> _Natural-language object grounding data_
=-=-=-=-=

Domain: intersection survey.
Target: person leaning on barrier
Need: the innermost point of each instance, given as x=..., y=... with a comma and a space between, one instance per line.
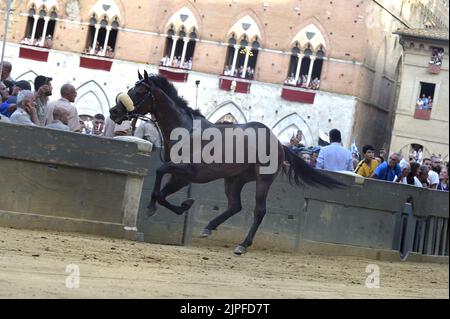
x=98, y=124
x=423, y=176
x=26, y=113
x=405, y=169
x=388, y=170
x=43, y=89
x=68, y=96
x=60, y=119
x=433, y=177
x=334, y=157
x=368, y=164
x=148, y=131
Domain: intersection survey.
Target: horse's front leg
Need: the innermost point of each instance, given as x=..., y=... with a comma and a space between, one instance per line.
x=181, y=173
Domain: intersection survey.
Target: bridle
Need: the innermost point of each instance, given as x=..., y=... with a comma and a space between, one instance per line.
x=135, y=113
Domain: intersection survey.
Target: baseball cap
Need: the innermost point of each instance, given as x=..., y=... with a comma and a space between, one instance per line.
x=24, y=85
x=40, y=81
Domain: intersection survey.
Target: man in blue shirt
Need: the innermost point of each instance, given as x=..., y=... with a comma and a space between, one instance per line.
x=334, y=157
x=387, y=170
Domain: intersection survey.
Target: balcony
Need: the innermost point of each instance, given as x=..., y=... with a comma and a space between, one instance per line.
x=174, y=74
x=296, y=94
x=434, y=69
x=96, y=63
x=421, y=114
x=229, y=83
x=35, y=53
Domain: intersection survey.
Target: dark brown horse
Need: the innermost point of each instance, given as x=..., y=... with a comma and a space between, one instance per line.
x=198, y=158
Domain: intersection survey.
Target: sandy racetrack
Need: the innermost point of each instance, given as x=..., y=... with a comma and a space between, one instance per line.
x=33, y=264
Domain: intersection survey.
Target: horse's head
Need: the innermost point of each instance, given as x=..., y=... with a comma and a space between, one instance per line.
x=139, y=100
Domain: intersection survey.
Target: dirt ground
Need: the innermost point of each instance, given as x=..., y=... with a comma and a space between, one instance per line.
x=33, y=265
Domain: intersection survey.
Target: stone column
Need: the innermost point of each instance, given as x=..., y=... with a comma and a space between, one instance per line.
x=247, y=56
x=174, y=45
x=183, y=55
x=233, y=66
x=44, y=32
x=33, y=32
x=311, y=64
x=297, y=71
x=108, y=32
x=94, y=43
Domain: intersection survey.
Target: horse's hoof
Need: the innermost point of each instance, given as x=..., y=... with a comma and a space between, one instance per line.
x=187, y=204
x=240, y=250
x=205, y=233
x=150, y=211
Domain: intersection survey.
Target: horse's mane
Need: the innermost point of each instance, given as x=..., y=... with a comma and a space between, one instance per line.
x=168, y=88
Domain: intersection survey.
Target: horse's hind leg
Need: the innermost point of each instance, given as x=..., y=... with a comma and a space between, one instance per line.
x=173, y=185
x=233, y=188
x=184, y=172
x=262, y=189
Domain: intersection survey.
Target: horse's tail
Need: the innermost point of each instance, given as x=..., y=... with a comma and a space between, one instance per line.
x=300, y=171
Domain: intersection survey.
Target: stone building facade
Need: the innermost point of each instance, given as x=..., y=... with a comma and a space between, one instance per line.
x=422, y=112
x=348, y=44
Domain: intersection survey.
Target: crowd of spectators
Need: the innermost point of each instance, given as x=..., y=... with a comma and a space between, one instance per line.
x=40, y=42
x=437, y=56
x=424, y=102
x=429, y=173
x=24, y=106
x=176, y=62
x=239, y=72
x=303, y=82
x=99, y=51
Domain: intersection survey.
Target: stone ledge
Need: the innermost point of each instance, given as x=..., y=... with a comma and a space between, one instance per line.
x=329, y=249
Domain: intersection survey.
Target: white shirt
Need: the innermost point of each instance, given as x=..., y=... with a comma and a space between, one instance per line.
x=433, y=177
x=149, y=132
x=74, y=120
x=335, y=158
x=20, y=116
x=58, y=125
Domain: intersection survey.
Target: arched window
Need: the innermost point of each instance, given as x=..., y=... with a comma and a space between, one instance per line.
x=181, y=39
x=243, y=48
x=41, y=23
x=103, y=29
x=305, y=67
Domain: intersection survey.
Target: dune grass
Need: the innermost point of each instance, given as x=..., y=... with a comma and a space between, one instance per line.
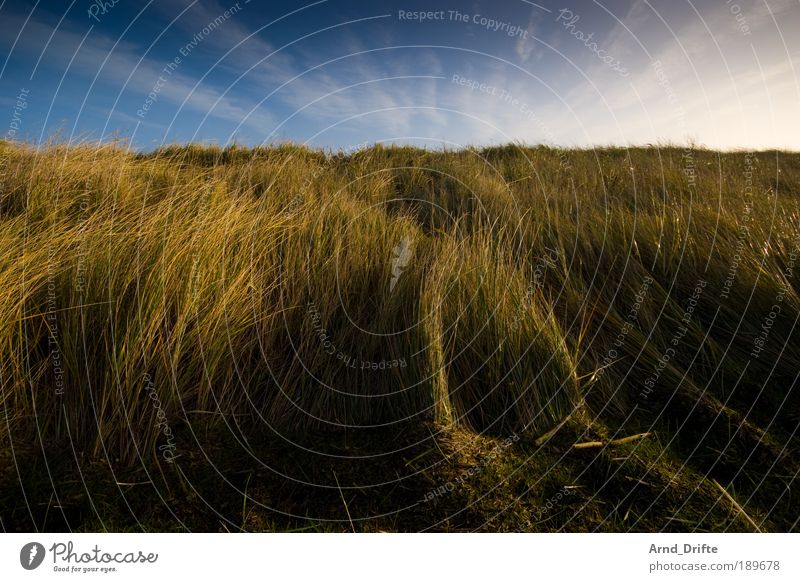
x=283, y=290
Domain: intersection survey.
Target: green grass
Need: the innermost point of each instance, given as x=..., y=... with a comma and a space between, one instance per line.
x=398, y=312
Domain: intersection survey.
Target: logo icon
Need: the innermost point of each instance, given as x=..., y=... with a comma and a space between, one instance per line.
x=31, y=555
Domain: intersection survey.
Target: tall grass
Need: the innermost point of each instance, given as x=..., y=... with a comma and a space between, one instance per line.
x=288, y=289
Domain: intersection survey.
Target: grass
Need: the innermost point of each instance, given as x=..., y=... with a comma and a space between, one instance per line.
x=281, y=338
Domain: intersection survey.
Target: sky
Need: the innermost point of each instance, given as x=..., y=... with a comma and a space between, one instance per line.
x=342, y=73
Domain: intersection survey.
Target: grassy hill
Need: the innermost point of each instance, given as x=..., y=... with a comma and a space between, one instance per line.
x=502, y=339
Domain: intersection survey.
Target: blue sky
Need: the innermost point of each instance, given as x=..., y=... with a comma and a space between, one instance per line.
x=339, y=73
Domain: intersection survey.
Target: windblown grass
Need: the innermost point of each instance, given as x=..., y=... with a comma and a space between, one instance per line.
x=290, y=290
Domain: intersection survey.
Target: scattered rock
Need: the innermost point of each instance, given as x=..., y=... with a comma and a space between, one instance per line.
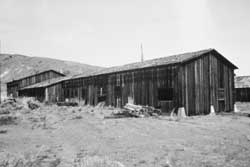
x=4, y=111
x=7, y=119
x=3, y=131
x=96, y=161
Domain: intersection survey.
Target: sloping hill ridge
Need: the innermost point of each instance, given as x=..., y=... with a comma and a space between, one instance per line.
x=14, y=66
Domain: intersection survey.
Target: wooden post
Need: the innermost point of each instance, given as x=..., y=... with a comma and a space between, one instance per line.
x=46, y=95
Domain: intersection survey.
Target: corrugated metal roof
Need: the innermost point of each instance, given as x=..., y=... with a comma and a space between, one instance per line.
x=242, y=82
x=47, y=83
x=180, y=58
x=35, y=73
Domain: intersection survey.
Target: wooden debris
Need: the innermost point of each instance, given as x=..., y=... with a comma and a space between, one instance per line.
x=139, y=111
x=73, y=104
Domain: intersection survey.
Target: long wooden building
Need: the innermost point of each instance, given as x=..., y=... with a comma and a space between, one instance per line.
x=194, y=80
x=242, y=88
x=14, y=86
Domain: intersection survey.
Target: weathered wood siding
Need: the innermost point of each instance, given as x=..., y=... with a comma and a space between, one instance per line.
x=140, y=86
x=222, y=85
x=204, y=82
x=194, y=86
x=242, y=94
x=55, y=93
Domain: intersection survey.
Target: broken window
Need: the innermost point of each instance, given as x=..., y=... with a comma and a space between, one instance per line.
x=221, y=75
x=101, y=94
x=165, y=94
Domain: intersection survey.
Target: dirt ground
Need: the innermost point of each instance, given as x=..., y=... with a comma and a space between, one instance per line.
x=74, y=133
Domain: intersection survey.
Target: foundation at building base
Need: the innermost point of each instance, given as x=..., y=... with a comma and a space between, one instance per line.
x=236, y=110
x=181, y=113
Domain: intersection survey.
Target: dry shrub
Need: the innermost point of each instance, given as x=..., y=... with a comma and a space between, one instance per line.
x=7, y=119
x=96, y=161
x=43, y=158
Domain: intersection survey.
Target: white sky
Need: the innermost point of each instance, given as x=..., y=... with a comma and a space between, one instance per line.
x=109, y=32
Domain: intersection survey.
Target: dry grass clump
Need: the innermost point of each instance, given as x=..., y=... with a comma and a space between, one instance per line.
x=96, y=161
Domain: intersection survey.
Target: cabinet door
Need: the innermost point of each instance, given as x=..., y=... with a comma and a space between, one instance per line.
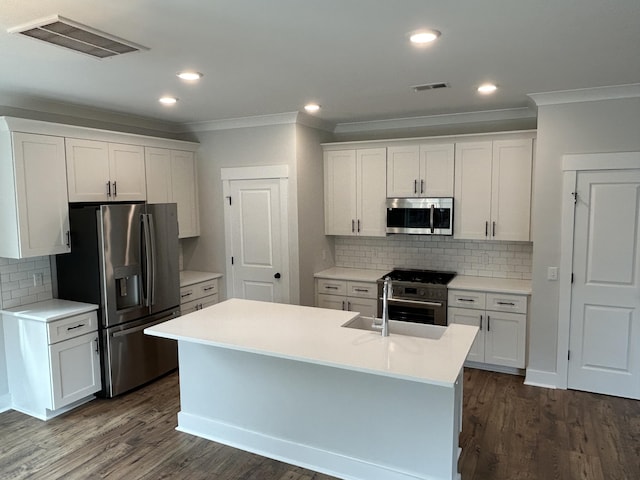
x=368, y=307
x=475, y=318
x=511, y=189
x=41, y=191
x=185, y=193
x=436, y=170
x=87, y=170
x=157, y=164
x=126, y=166
x=340, y=192
x=334, y=302
x=403, y=171
x=75, y=369
x=371, y=220
x=472, y=207
x=505, y=339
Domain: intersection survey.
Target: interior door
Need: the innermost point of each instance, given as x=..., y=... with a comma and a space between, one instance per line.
x=605, y=299
x=258, y=234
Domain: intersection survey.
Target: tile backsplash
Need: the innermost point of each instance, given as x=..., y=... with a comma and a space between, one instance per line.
x=467, y=257
x=17, y=281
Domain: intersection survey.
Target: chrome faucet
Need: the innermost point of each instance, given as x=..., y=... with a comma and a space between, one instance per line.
x=387, y=290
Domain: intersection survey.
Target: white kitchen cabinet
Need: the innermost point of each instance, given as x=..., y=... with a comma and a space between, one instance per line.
x=34, y=213
x=53, y=365
x=420, y=170
x=198, y=296
x=104, y=172
x=502, y=319
x=354, y=192
x=347, y=295
x=171, y=178
x=493, y=189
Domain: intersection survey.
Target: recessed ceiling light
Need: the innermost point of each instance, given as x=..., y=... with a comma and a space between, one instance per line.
x=423, y=37
x=312, y=107
x=168, y=100
x=487, y=88
x=189, y=75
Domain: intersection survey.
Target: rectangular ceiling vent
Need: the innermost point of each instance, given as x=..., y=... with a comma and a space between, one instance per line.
x=430, y=86
x=74, y=36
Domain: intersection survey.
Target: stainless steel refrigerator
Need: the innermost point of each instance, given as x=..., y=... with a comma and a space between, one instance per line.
x=124, y=257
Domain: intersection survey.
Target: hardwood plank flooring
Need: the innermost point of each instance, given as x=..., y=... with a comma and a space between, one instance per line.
x=510, y=432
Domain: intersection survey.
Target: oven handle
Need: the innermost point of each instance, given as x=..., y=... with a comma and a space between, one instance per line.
x=414, y=302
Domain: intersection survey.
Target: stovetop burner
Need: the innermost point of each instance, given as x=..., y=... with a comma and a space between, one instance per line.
x=433, y=277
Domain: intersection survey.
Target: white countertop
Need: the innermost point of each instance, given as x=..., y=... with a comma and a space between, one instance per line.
x=49, y=310
x=189, y=277
x=353, y=274
x=315, y=335
x=489, y=284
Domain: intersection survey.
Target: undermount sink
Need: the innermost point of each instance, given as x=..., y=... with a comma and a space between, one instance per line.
x=396, y=327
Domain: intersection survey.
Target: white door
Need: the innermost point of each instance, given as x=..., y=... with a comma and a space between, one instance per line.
x=258, y=235
x=605, y=299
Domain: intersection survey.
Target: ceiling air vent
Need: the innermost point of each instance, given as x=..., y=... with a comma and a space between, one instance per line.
x=430, y=86
x=72, y=35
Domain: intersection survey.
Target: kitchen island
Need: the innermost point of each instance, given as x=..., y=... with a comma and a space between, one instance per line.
x=290, y=383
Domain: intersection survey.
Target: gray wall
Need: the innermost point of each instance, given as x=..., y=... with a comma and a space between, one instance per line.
x=590, y=127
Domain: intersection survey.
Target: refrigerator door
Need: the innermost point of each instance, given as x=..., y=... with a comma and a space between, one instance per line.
x=121, y=265
x=164, y=272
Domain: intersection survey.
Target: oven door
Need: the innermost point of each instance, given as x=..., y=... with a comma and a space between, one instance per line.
x=432, y=313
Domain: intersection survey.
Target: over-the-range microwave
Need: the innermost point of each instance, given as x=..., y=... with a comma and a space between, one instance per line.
x=420, y=216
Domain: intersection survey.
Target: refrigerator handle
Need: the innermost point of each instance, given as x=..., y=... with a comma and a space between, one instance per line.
x=152, y=238
x=147, y=257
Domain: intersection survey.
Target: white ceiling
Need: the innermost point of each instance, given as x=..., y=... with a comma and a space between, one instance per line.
x=263, y=57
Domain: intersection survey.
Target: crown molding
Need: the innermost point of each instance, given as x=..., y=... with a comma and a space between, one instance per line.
x=586, y=94
x=436, y=120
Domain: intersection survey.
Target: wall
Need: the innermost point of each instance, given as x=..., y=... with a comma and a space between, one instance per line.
x=587, y=127
x=466, y=257
x=315, y=248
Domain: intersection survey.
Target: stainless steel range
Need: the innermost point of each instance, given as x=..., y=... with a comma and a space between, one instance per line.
x=419, y=296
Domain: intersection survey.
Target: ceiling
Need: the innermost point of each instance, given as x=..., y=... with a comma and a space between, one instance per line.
x=353, y=57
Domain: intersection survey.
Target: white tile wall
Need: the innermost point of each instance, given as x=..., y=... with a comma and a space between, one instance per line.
x=466, y=257
x=17, y=283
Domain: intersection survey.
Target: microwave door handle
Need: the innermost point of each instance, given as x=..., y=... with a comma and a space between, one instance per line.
x=432, y=215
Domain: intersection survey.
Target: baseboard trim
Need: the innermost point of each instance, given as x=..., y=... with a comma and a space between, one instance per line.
x=541, y=378
x=304, y=456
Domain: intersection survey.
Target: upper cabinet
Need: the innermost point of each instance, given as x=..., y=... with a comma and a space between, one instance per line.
x=420, y=170
x=171, y=177
x=34, y=213
x=493, y=189
x=354, y=195
x=104, y=172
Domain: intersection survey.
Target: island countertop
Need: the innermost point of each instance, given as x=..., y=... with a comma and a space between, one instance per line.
x=315, y=335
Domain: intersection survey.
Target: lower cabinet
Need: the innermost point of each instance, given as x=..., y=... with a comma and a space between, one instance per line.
x=198, y=296
x=52, y=365
x=502, y=319
x=347, y=295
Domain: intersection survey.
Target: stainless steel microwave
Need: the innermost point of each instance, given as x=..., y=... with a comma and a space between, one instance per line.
x=420, y=216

=-=-=-=-=

> _The problem_
Scan the data for the string "handle" and copy each line in which it occurs.

> _Response to this exercise_
Target: oven handle
Target: refrigerator handle
Target: microwave door handle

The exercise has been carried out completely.